## Исходный текст
* * * * * * *

Увы! Именно так написано у Ромена Роллана. Я долго колебался, цитировать ли эту изощренно запутанную страницу, но даже если она нам мало сообщает, она останется по крайней мере примером лирического волнения, с каким в душе писателя отзывается воспоминание о творческих процессах. А теперь продолжим наше изложение.
Компонование произведения может происходить перед началом работы или по мере того как работа продвигается. По этим двум методам можно различить две категории писателей. Вопреки всему, что говорилось в осуждение авторов, которые, прежде чем приступить к работе, составляют подробный план, надо заметить, что этот метод отнюдь не свидетельствует об отсутствии вдохновения или фантазии, и совершенно незачем, высмеивая первых, усиленно расхваливать вторых за непосредственность, искренность, за удачи, достигнутые неожиданными ходами мыслей, бегущих вместе с пером. И опять же совсем не обязательно, как считал Шопенгауэр, чтобы писателя, начинающего думать над вещью, лишь усевшись за письменный стол, относить к худшей категории авторов. Здесь имеют место просто-напросто различия, вытекающие из черт характера, вкусов, воспитания, привычек. Писатель порывистый и нервный, не привыкший к порядку, никогда не снизойдет до составления предварительного плана из простого нежелания исписывать страницы, которые так легко потерять.
Флобер составлял план романа в течение многих месяцев, ежедневно работая по многу часов. А закончив план, говорил: "Мой роман готов, остается только его написать". И план был настолько подробный, что последние главы "Бювара и Пекюше", которых он не успел закончить перед смертью, в плане выглядят так, словно это уже окончательный текст. У Ибсена, в молодости работавшего аптекарем и в силу своей профессии завязавшего крепкую дружбу с "духами" порядка, имелась шкатулка с множеством отделений. Каждое отделение предназначалось для одного из персонажей драмы, над которой в ту пору работал писатель. Целыми месяцами он ничего не писал, а только совершал длинные прогулки в одиночестве и возвращался с запасом новых черт характеров героев, обрывков диалогов, целых сцен - все это он записывал и раскладывал по соответствующим отделениям шкатулки. Работал как пчела. Едва соты оказывались заполненными, все отделения насыщены медом, драматург садился писать. Есть писатели, способные не только хранить у себя в голове обстоятельный план произведения, не прибегая к помощи записок и заметок, но и делать в этом мысленном плане поправки и сокращения, как если бы извилины их мозга были страницами тетради. Так работал Руссо. Он не умел мыслить, сидя за письменным столом. В одиноких прогулках произносил про себя непрерывный монолог, осваивал тему, компоновал, переделывал. Так работают многие поэты, они усаживаются за письменный стол только для того, чтобы записать готовое творение, долго вынашиваемое в мыслях. По сути своей план или композиция произведения - это не что иное, как сосуществование писателя с темой, фоном, персонажами, настроением, тональностью, это постепенное прояснение густого мрака, окутывающего произведение, которому предстоит родиться. Каждый приходящий день приносит частицу света.

* * * * * * *

## Исходные материалы
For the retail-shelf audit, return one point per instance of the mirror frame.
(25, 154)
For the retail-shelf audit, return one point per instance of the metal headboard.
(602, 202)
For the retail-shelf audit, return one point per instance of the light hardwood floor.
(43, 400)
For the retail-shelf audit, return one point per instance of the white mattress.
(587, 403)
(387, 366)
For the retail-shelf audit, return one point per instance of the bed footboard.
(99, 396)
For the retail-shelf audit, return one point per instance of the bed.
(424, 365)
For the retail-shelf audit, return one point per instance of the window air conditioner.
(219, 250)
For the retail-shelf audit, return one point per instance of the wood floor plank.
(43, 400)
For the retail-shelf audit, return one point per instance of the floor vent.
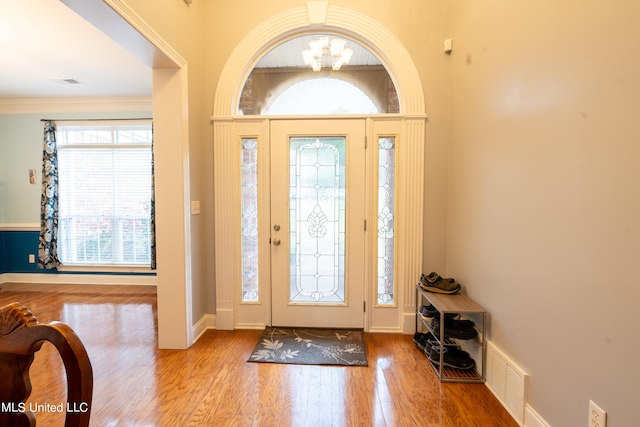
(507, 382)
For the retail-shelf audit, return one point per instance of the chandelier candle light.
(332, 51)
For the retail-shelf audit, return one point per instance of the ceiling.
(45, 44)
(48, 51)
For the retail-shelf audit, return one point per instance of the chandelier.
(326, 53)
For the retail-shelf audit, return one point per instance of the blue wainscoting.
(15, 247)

* * * * * * *

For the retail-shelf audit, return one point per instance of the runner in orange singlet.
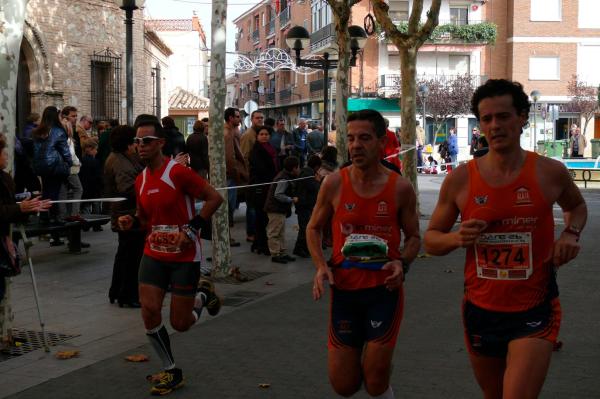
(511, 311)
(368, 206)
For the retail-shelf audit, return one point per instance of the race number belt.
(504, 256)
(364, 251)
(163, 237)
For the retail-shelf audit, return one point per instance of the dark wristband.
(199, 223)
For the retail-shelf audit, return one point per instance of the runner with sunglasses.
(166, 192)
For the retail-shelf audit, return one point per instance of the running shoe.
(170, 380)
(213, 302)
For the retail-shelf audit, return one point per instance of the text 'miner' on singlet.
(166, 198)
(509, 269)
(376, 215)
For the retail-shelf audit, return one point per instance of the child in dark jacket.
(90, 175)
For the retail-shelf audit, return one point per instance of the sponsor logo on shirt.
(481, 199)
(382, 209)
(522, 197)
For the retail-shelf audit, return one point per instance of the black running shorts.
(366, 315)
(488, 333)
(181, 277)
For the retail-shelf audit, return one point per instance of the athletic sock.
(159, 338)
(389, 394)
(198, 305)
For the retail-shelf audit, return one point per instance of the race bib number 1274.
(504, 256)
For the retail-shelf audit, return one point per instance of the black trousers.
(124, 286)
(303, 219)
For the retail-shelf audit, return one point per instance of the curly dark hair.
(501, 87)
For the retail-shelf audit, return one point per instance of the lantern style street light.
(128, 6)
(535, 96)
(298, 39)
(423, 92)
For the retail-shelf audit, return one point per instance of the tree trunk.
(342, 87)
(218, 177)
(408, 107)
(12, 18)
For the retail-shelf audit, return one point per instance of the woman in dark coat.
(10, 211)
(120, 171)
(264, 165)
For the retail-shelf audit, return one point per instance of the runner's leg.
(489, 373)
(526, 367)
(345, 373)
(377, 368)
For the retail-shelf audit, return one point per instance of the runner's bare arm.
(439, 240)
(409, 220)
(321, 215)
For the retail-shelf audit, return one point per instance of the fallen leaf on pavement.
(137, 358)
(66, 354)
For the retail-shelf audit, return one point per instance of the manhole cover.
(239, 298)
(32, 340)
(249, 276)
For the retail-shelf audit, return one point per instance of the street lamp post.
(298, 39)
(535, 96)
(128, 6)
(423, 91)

* * * * * * *

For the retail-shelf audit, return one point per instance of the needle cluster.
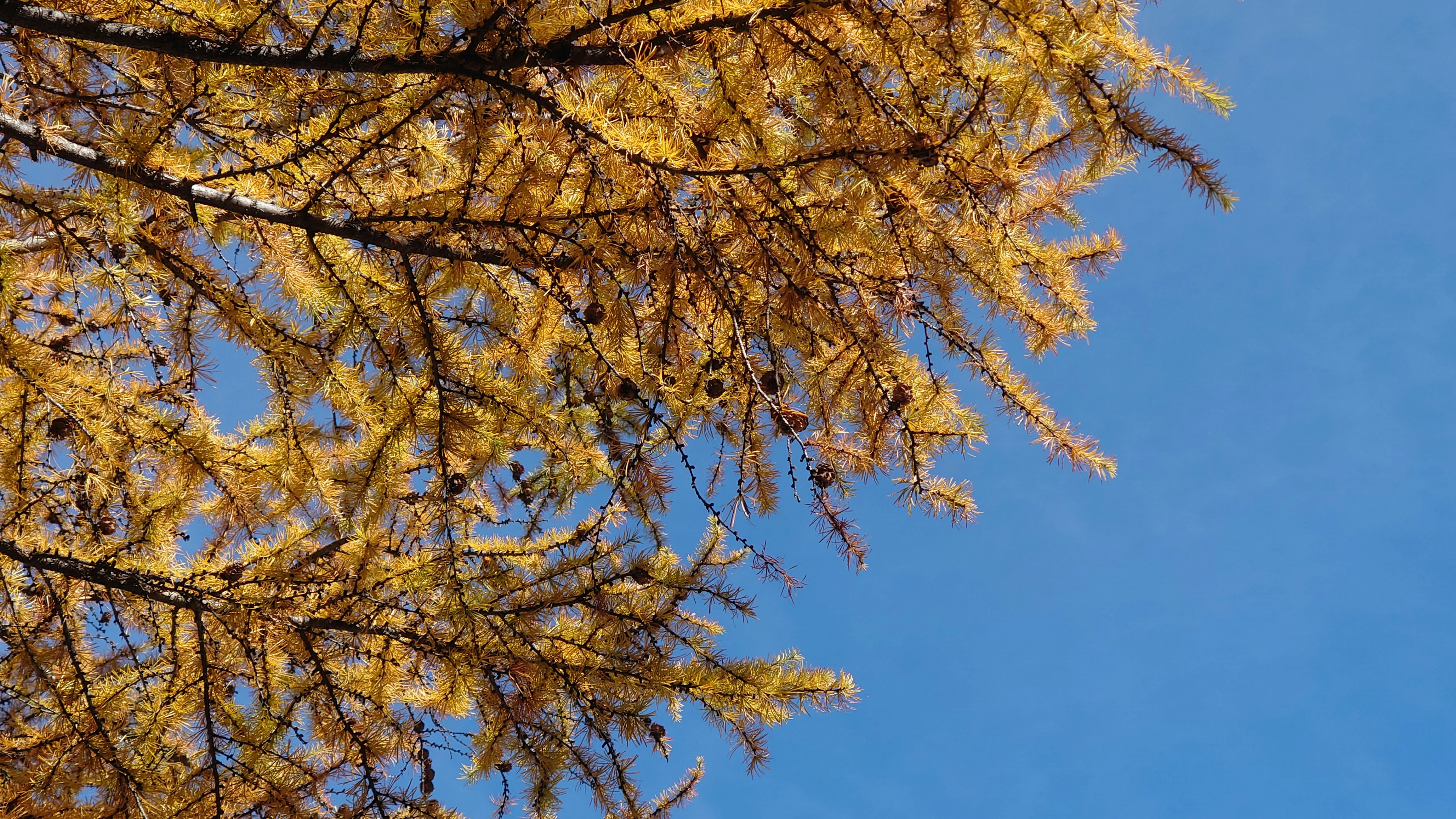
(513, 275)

* * * * * * *

## Задания
a – Перечислите всех людей, которые названы по имени или фамилии в тексте о работе писателей над планом произведения.
b – Продолжите текст о работе писателей над планом произведения, начав сразу после его последнего предложения.

## Ответы к упражнению
a – Ромен Роллан, Шопенгауэр, Флобер, Ибсен, Руссо

b –
Многочисленную группу составляют писатели, как бы органически неспособные при создании произведения предначертать себе цель и путь к цели. Это вовсе не посредственности или бездарности, мы встречаем таких и среди величайших. Все, что они вначале планируют, что заблаговременно обдумывают, в часы работы развевает ветер. Они - игрушки случая, капризов воображения, неожиданностей. И никогда они не уверены, в каком направлении пойдет работа, внезапно от проложенного тракта их отвлекает тропинка, и они с удивлением видят себя в незнакомой прелестной долине, о существовании которой, отправляясь в путь, даже не подозревали. Необычное или настораживающее слово, услышанное в мирной беседе, мысль, почерпнутая из только что отложенной книжки, мимоходом замеченная картина, наконец, вся пышная флора ассоциаций, вырастающая из каждой фразы - вот источники изменений и переделок, развития и богатства создаваемого произведения. Известны случаи, когда продуманная и хорошо подготовленная драма внезапно обращалась комедией, а над комедией уже с первого акта начинали сгущаться зловещие тени и действующие лица ее постепенно приближались к катастрофе.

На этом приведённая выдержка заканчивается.